**What the task requires**. All entries below are to be retyped in full, precisely as they appear.

*** Data provided ***

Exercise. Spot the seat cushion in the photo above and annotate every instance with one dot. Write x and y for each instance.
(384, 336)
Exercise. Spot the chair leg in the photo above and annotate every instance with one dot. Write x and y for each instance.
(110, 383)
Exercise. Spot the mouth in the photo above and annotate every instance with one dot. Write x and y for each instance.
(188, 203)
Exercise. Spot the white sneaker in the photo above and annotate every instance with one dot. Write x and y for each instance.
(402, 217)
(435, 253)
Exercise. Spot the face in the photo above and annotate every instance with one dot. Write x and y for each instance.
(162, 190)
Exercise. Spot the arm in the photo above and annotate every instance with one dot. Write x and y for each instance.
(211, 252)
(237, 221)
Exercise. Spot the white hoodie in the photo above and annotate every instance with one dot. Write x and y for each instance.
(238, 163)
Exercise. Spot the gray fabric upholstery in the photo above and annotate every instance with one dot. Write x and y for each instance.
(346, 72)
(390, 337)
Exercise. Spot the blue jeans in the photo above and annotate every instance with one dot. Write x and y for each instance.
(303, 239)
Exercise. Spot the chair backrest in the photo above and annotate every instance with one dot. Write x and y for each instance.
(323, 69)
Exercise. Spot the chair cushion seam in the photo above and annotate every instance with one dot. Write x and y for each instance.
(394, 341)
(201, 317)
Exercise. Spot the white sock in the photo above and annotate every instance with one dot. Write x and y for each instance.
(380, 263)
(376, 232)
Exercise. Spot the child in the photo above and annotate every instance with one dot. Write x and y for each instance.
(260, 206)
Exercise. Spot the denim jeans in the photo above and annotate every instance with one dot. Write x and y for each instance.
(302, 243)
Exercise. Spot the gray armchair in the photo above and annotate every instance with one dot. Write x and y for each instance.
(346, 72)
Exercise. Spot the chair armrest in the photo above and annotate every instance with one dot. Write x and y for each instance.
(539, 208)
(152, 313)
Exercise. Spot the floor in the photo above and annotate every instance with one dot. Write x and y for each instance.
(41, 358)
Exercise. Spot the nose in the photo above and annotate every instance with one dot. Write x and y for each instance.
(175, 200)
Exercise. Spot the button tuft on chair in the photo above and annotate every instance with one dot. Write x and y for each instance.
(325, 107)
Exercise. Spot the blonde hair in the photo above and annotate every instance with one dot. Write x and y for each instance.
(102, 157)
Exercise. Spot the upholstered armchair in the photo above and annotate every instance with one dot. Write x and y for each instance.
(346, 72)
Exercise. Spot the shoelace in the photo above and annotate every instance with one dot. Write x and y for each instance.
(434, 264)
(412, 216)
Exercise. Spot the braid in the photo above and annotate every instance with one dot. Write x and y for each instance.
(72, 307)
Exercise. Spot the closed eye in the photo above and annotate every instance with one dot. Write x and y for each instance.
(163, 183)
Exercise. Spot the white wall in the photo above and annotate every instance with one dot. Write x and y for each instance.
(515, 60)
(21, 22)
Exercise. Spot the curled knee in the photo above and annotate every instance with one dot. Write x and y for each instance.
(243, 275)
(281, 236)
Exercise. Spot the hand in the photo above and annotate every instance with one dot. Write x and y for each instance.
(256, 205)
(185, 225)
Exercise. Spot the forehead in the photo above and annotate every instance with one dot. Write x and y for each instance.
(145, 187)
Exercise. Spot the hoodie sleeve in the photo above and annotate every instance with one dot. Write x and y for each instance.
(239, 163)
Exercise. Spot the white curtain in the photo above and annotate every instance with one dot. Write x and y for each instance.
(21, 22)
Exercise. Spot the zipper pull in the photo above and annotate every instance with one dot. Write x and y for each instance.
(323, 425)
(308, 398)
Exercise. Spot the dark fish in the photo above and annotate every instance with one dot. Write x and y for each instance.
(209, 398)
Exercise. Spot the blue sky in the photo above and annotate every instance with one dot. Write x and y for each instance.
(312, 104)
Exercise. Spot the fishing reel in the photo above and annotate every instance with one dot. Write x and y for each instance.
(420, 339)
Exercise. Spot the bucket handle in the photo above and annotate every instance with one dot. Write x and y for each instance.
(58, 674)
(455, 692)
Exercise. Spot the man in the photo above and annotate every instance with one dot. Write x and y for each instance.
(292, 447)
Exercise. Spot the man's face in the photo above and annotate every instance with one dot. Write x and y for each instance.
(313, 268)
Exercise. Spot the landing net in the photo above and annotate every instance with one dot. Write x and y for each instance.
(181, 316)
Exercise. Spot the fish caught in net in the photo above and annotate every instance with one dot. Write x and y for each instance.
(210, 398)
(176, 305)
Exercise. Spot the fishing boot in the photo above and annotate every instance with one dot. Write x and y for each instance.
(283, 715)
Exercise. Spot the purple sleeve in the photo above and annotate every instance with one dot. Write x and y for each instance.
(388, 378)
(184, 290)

***

**Answer for the task**.
Exercise. Spot the seat cushion in the photo above and annotate every instance with one dot. Write x and y for each instance.
(384, 336)
Exercise. Spot the chair leg in the photo above and annotate every instance with one dot. Write x and y for each instance.
(110, 383)
Exercise. Spot the mouth in the photo above and annotate every instance with one dot. Write x and y for each instance.
(188, 203)
Exercise. Spot the white sneaker in the photo above and annotate every instance with one dot. Write x and y for each instance.
(402, 217)
(435, 253)
Exercise. Spot the face in the photo above and annotate every instance with one dot. Write x and y for each instance.
(162, 190)
Exercise. Spot the arm in the photo above and annotate every instance with one dot. Write x and y for each instance.
(211, 252)
(237, 221)
Exercise. Spot the white hoodie in the photo above and annotate every instance with one dot. Write x and y for each instance.
(238, 163)
Exercise. Spot the gray fabric upholstery in the photo above and annotate every instance with one dot. Write x and y for each instance.
(346, 72)
(390, 337)
Exercise. Spot the blue jeans in the photo above and annotate every instance with one dot. Write x and y for each instance.
(303, 239)
Exercise. Spot the chair backrest in the photo above and annotate every instance with one dot. Write x and y for each instance.
(323, 69)
Exercise. Spot the chair cushion seam in the photo above and annotate every instance with one dot. Write x and y for each instance.
(394, 341)
(201, 317)
Exercise. Spot the white sock in the photo above and annotate every instance with one dot. Write x and y for each instance.
(380, 263)
(376, 232)
Exercise. Spot the child in the photo above and annotate every instance with one dot. Write x and y for each instance.
(260, 206)
Exercise. Spot the denim jeans in the photo above and annotate every instance with one dot. Write x and y for each instance.
(302, 243)
Exercise. Spot the gray armchair in the photo above and annotate every instance with one dot. Write x and y for each instance.
(346, 72)
Exercise. Spot the chair armrest in the photo above and annotate every instance with one dot. Write x and y for each instance.
(539, 208)
(152, 313)
Exercise. Spot the floor in the photo above and annotate every instance with one dot. Write x and y for each instance.
(41, 358)
Exercise. Spot the nose in the photo above and annotate every instance with one dot. Write x and y for each instance.
(175, 200)
Exercise. Spot the button tuft on chair in the photo above and annotate every instance with one dot. Write x and y for each instance.
(325, 107)
Exercise. Spot the blonde hair in the photo above and annotate every instance with one dot. Write x and y for each instance.
(102, 157)
Exercise. Spot the upholstered armchair in the photo above and annotate every instance with one dot. Write x and y for each instance.
(346, 72)
Exercise. Spot the shoelace in the photo above and annotate every instance with one dot. Write x and y for each instance.
(434, 264)
(412, 216)
Exercise. Spot the braid in the photo above and annotate every instance with one dot. Write x and y for each instance.
(72, 307)
Exercise. Spot the closed eye in the photo above and annotate every instance with one dot. Write x and y for each instance.
(163, 183)
Exercise. Spot the white wall in the photo above and annotate every instance with one dot. Write x and y for each instance.
(515, 60)
(21, 22)
Exercise. Spot the curled knee in the photo above and annotate every instance with one dot. Write x and y for each instance.
(243, 275)
(281, 236)
Exercise. Spot the hand in the photo above and annotate every instance with one dot. Write x and y for each instance.
(256, 205)
(185, 225)
Exercise. Spot the forehead in the photo above and annotate every instance with one dot. Write x and y for each instance.
(145, 187)
Exercise. Spot the hoodie sleeve in the photo above and annotate every instance with one dot. Write x and y for each instance.
(239, 163)
Exercise. Spot the white curtain in the photo above and annotate every instance with one dot. Write x and y for each instance.
(21, 22)
Exercise. Spot the zipper pull in the photo above and annotate every instance with one dot. Write x and y for each instance.
(323, 425)
(308, 398)
Exercise. Spot the dark fish in the photo above and annotate every instance with one dot. Write x and y for each instance.
(209, 398)
Exercise. Spot the blue sky in the photo above and annotate every instance with one dot. Write x and y for each instance.
(312, 104)
Exercise. Spot the fishing reel in the photo above and annotate every instance with one dot. Write x and y for each instance.
(420, 339)
Exercise. Spot the bucket handle in the photo above and annotate every instance with one dot. Write x and y for each instance.
(58, 674)
(455, 692)
Exercise. Spot the man in the photo above and annotate every instance with one dot. Write x and y for each instance.
(292, 447)
Exercise. Spot the man's face in the photo above and annotate every instance with one dot. Write x and y for each instance.
(313, 268)
Exercise. Spot the landing net in the photo above and annotate every instance with one dot. Write x and y for each instance.
(181, 316)
Exercise. Spot the fish caught in net in the photo above and annotate every instance with one dot. Write x and y for each instance.
(210, 398)
(176, 305)
Exercise. Spot the fishing boot in the photo above and annotate every instance with one dot. Write x and y for each instance.
(283, 715)
Exercise. Spot the purple sleeve in the photo above and annotate every instance with one dot. Write x and y for each instance.
(388, 378)
(184, 290)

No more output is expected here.